WHAT THIS TASK INVOLVES ::
Print the line that contains "If you could put a point on the tree" and every line after it through the last line of the records below, exactly as written and nothing else.

RECORDS TO USE ::
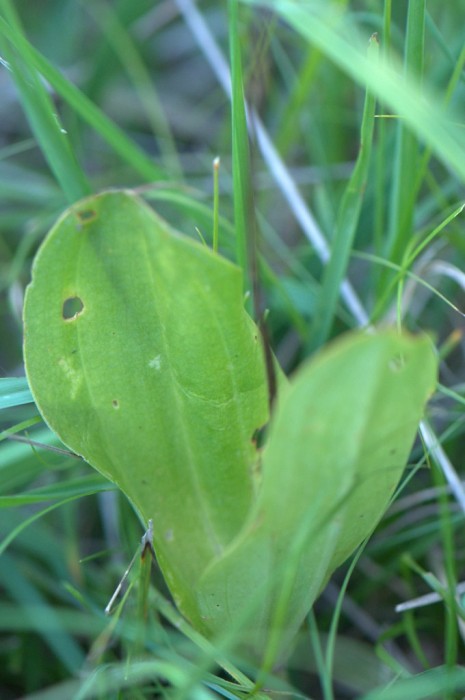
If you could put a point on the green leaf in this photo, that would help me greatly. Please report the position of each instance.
(337, 445)
(142, 359)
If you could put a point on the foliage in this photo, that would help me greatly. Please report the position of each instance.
(127, 112)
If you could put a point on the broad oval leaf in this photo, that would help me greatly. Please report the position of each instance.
(140, 356)
(337, 444)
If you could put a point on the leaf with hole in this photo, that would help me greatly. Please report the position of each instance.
(142, 359)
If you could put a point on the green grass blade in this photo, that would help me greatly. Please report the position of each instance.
(41, 113)
(407, 148)
(14, 391)
(243, 198)
(346, 225)
(127, 52)
(90, 113)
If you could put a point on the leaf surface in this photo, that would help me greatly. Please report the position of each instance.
(142, 359)
(338, 442)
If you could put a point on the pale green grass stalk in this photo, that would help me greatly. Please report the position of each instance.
(243, 196)
(346, 224)
(41, 112)
(407, 154)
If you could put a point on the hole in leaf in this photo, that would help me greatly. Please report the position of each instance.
(86, 216)
(397, 363)
(72, 307)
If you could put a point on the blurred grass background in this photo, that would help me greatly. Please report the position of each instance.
(129, 94)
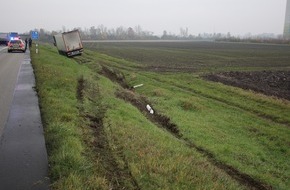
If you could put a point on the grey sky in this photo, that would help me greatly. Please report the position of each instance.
(235, 16)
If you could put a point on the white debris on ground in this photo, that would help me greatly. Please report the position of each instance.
(149, 109)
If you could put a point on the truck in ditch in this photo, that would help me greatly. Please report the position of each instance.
(69, 43)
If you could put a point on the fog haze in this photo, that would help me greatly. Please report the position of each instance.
(212, 16)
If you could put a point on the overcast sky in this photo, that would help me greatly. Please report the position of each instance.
(220, 16)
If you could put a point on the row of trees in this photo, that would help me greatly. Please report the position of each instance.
(137, 33)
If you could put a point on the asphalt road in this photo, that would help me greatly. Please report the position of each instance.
(23, 156)
(9, 69)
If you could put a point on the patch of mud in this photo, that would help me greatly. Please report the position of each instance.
(271, 83)
(115, 76)
(140, 102)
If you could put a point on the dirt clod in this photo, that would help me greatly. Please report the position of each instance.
(272, 83)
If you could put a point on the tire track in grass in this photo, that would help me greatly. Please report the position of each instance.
(163, 121)
(119, 178)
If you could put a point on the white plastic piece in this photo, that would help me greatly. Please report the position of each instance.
(139, 85)
(149, 109)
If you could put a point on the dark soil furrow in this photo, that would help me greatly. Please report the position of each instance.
(163, 121)
(234, 173)
(232, 104)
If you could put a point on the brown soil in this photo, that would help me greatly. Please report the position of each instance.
(272, 83)
(163, 121)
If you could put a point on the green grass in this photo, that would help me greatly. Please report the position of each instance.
(241, 129)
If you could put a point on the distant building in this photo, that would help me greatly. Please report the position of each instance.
(287, 21)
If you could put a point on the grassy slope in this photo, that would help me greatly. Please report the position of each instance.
(215, 117)
(156, 160)
(241, 128)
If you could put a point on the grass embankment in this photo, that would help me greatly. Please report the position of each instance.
(134, 153)
(98, 141)
(242, 129)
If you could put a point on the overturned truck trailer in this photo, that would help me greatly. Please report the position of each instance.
(69, 43)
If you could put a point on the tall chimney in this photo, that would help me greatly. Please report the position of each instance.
(287, 21)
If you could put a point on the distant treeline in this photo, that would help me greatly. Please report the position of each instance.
(137, 33)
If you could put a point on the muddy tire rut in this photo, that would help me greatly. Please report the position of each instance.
(118, 178)
(126, 93)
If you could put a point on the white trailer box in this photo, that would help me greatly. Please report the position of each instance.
(69, 43)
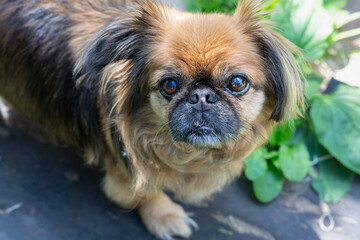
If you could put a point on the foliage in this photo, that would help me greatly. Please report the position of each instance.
(324, 143)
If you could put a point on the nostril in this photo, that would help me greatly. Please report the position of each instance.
(211, 98)
(194, 98)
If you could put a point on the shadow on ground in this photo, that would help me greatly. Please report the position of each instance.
(62, 199)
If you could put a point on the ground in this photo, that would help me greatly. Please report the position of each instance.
(61, 198)
(47, 193)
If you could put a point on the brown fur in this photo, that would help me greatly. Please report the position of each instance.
(119, 50)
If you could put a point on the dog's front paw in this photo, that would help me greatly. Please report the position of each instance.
(165, 219)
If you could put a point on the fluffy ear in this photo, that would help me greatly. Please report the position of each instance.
(116, 60)
(284, 75)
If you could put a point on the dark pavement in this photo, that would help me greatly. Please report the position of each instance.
(62, 199)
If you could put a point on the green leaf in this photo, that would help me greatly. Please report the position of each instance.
(255, 164)
(314, 83)
(294, 161)
(269, 185)
(333, 182)
(305, 23)
(281, 134)
(336, 119)
(335, 4)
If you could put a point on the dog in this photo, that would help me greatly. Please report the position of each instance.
(163, 100)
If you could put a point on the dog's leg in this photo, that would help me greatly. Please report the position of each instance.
(160, 215)
(164, 218)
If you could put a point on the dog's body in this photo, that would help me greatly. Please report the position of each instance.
(110, 107)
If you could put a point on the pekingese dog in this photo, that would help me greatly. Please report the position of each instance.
(163, 100)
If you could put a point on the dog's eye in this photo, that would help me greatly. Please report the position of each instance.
(238, 85)
(168, 87)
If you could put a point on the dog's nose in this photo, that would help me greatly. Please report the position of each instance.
(203, 96)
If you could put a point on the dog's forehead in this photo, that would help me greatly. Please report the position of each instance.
(209, 44)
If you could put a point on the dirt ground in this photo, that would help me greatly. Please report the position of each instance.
(47, 193)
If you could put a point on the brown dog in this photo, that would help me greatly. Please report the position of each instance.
(162, 99)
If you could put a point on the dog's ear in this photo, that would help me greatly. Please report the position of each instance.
(284, 76)
(116, 60)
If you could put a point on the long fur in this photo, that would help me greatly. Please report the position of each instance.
(87, 71)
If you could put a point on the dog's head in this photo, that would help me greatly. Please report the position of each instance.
(206, 77)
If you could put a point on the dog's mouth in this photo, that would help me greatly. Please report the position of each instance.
(202, 136)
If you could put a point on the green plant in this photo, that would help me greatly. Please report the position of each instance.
(324, 143)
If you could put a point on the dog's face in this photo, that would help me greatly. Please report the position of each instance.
(209, 82)
(208, 78)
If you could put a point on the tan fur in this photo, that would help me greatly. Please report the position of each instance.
(215, 44)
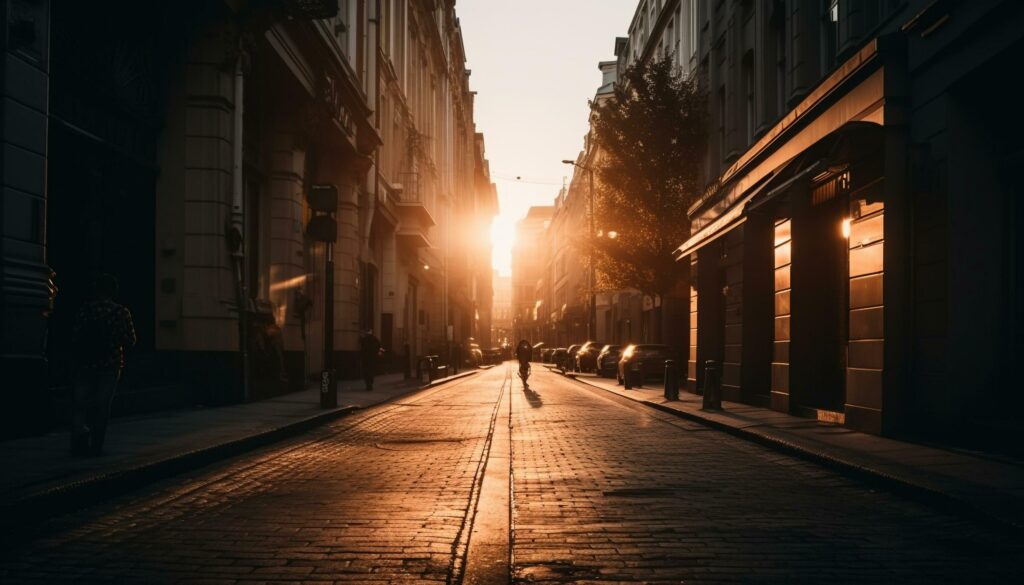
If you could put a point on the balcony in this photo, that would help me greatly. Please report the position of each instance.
(411, 203)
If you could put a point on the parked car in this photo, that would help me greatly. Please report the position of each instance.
(607, 361)
(586, 360)
(648, 359)
(558, 357)
(568, 364)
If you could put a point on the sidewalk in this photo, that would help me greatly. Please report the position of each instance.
(39, 473)
(990, 488)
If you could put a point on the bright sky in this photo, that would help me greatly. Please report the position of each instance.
(535, 67)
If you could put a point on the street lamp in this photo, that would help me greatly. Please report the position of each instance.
(592, 321)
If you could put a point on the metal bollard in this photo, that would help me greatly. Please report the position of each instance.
(671, 380)
(713, 385)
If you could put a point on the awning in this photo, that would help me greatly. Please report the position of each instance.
(724, 223)
(845, 144)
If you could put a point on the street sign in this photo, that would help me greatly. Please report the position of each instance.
(329, 390)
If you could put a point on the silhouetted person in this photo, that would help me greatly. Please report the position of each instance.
(102, 332)
(370, 349)
(523, 353)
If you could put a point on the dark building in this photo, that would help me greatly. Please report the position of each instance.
(856, 253)
(123, 155)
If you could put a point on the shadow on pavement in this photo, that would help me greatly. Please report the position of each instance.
(532, 398)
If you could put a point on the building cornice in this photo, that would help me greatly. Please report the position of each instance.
(852, 71)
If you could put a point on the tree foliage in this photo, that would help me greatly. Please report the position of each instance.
(650, 137)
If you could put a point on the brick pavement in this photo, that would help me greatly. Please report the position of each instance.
(603, 490)
(378, 497)
(606, 490)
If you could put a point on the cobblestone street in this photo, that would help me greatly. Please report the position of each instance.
(602, 490)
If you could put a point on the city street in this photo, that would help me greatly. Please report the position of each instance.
(601, 489)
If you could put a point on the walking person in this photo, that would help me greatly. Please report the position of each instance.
(102, 332)
(370, 349)
(523, 353)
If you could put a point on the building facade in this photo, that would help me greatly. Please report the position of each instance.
(181, 157)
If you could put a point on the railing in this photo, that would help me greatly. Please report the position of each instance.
(411, 187)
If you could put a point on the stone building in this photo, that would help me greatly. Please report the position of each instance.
(856, 254)
(180, 157)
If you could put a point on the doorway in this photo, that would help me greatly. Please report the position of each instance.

TASK ANSWER ::
If you could put a point on the tree foliage in this photo, that would help me greatly. Please report the position of each instance.
(650, 137)
If you could put a point on the brick pavement in this photo, that would help me greatly. Please report the position of each instance.
(603, 490)
(378, 497)
(606, 490)
If you could put a point on the cobblestone street in this photo, that would help me greatly. Please report the position of each instance.
(602, 490)
If you could put a point on the city street in this photo, that would help me greatly. Please report the position of each instance.
(601, 489)
If you could put a point on the walking person in this photo, that would help me greatly. Please report the position of each instance.
(102, 332)
(370, 349)
(523, 353)
If you could put a point on the building facade in this photo, that would help me greatly. Please report the position of each instance.
(181, 157)
If you could put a point on the railing in this photo, that would help me greatly. Please report the position of each instance.
(411, 187)
If you could put a point on the stone building in this photo, that would help me greatly. Please report the position of each instance.
(856, 254)
(180, 157)
If you could put a point on the doorway in this photo, that would help me greatly. Please report the position of each instance.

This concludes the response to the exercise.